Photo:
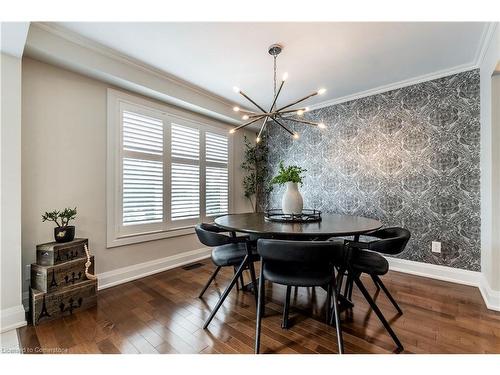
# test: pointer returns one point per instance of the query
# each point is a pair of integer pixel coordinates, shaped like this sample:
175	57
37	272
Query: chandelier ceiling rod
273	114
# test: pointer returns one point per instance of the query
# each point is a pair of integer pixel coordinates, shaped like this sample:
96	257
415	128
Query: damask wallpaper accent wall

## Descrição da tarefa
Reproduza fielmente todas as linhas acima, do começo ao fim, deixando as imagens fora da resposta.

## Solução do exercício
Photo:
# test: pointer returns one point per instance of the query
# each point is a pair of integer pixel coordinates, shaped like this sample:
175	57
37	272
Query: chandelier ceiling rod
273	114
# test: pointer returns one point per instance of the query
# each point is a pair of integer pixel coordinates, shaped like this sample:
96	257
415	128
Query: damask wallpaper accent wall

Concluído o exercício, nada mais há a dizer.